> Excerpt to read:
Abstract 13618: Sustained Inhibition of Epsilon Protein Kinase C Inhibits Vascular Restenosis After Balloon Injury and Stenting
Background: εPKC is involved in vascular smooth muscle cell (VSMC) activation, but little is known about its function in vascular pathology. We aimed at assessing the role of εPKC in the development of restenosis.
Methods and Results: Rat models of aortic balloon injury with or without subsequent stenting were used. Rats were treated with the selective εPKC activator ΨεRACK, the selective εPKC inhibitor εV1-2, or saline. Both down-stream cascades of the PDGF receptor via ERK and Akt, respectively, were evaluated in vivo and in VSMC cultures. Intimal hyperplasia with luminal obliteration developed in saline-treated balloon-injured rat aortas (20.3±8.0%), and ΨεRACK significantly promoted neointima development (32.4±4.9%, p=0.033), whereas εV1-2 significantly inhibited luminal narrowing (9.2±4.3%, p=0.039). εPKC inhibition led to significantly reduced VSMC ERK phosphorylation in vivo, whereas Akt phosphorylation was not markedly affected. Neointimal proliferation in vivo and PDGF-induced VSMC proliferation/ migration in vitro were significantly inhibited by εV1−2. The inhibition of the PDGF pathway was mediated by inhibiting down-stream ERK and Akt phosphorylation. In vitro, εV1-2 showed inhibitory properties on EC proliferation, but that did not prevent reendothelialization in vivo. εV1-2 showed proapoptotic effects on VSMC in vitro. After stent implantation, luminal restenosis (quantified by optical coherence tomography imaging) was significantly reduced with εV1-2 (8.0±2.0%) compared to saline (20.2±9.8%, p=0.028).

> Assigned task A: Print the stretch of the restenosis abstract from "Abstract 13618: Sustained" through "development of restenosis.".
> Assigned task B: Summarize the restenosis abstract in two sentences.
> Assigned task C: Pick up the restenosis abstract after its last sentence and continue it.
These records have no connection to the restenosis abstract.

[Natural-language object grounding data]
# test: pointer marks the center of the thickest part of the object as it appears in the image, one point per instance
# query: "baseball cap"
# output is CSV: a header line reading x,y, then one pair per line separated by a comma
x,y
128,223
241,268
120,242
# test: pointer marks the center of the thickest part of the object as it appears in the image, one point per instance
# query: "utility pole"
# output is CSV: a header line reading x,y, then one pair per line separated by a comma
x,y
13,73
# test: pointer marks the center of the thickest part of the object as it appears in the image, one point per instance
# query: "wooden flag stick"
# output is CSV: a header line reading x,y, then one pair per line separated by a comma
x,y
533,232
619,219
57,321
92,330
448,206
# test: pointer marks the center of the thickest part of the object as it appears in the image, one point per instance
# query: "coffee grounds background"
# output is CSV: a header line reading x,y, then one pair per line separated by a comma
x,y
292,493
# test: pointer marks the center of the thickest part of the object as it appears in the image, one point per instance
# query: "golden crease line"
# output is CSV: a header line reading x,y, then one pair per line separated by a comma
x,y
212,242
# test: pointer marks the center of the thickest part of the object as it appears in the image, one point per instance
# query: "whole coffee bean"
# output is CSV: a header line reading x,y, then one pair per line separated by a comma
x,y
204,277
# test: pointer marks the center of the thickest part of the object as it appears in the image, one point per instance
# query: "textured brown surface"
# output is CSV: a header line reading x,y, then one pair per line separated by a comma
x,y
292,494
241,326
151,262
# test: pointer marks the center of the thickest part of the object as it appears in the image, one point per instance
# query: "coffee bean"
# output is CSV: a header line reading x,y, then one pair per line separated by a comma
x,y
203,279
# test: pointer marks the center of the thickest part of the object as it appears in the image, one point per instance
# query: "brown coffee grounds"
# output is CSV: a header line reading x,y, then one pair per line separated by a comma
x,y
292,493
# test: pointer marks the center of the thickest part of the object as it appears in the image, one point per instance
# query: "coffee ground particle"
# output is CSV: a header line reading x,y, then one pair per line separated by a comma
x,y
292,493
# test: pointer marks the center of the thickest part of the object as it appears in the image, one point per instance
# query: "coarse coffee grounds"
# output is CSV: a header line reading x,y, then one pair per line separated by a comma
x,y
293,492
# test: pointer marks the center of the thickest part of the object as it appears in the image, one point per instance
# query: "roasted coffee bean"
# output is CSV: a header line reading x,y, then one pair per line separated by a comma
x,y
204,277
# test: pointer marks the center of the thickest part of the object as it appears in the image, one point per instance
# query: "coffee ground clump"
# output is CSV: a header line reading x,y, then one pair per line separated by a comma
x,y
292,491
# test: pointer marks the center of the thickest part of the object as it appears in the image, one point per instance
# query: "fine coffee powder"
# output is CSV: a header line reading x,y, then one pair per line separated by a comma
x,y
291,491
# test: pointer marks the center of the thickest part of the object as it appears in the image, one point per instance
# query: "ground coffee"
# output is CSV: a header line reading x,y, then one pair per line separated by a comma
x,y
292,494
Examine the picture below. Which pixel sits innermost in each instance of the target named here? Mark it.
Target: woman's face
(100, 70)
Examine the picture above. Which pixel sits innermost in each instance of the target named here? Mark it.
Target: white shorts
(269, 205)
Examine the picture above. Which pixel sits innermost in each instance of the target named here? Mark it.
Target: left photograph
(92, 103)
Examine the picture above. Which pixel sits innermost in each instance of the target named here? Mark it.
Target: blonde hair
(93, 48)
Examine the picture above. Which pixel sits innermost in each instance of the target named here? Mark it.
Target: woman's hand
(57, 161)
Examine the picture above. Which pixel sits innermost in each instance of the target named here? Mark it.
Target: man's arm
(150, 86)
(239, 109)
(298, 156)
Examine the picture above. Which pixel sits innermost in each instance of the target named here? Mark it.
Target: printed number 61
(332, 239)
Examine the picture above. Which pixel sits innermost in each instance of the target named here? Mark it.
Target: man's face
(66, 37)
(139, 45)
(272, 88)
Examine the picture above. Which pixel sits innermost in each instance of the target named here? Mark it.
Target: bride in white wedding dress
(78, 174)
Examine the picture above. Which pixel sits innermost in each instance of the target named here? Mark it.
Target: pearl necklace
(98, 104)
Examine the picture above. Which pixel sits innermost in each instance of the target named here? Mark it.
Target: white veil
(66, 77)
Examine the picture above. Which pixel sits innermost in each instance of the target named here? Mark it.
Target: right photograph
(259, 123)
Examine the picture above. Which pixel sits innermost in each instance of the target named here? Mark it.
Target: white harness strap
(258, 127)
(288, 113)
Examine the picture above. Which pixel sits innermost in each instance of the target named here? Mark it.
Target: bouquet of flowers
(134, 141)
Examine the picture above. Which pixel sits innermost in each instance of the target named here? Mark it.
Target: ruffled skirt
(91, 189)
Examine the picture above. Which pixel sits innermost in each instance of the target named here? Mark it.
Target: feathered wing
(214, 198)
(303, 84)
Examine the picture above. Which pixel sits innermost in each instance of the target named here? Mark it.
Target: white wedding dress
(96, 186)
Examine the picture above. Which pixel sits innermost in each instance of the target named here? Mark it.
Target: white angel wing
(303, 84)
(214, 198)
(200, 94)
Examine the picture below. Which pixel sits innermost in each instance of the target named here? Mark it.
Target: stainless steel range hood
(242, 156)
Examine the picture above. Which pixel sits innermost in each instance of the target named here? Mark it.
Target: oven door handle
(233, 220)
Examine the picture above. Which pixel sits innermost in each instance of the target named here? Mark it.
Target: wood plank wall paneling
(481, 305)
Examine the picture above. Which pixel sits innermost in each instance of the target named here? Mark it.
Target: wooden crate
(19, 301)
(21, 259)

> Output A:
Abstract 13618: Sustained Inhibition of Epsilon Protein Kinase C Inhibits Vascular Restenosis After Balloon Injury and Stenting
Background: εPKC is involved in vascular smooth muscle cell (VSMC) activation, but little is known about its function in vascular pathology. We aimed at assessing the role of εPKC in the development of restenosis.

> Output B: In rat models of aortic balloon injury with or without stenting, the selective εPKC inhibitor εV1-2 significantly reduced luminal narrowing, while the selective εPKC activator ΨεRACK significantly promoted neointima development. εV1-2 inhibited neointimal proliferation in vivo and PDGF-induced VSMC proliferation and migration in vitro, with this inhibition of the PDGF pathway mediated by reduced downstream ERK and Akt phosphorylation, and after stent implantation it significantly reduced luminal restenosis compared with saline.

> Output C:
Conclusions:εPKC seems to be centrally involved in the development of neointimal hyperplasia. We suggest that εPKC inhibition may be mediated via inhibition of ERK and Akt activation. εPKC modulation may become a new therapeutic target against vascular restenosis
- © 2010 by American Heart Association, Inc.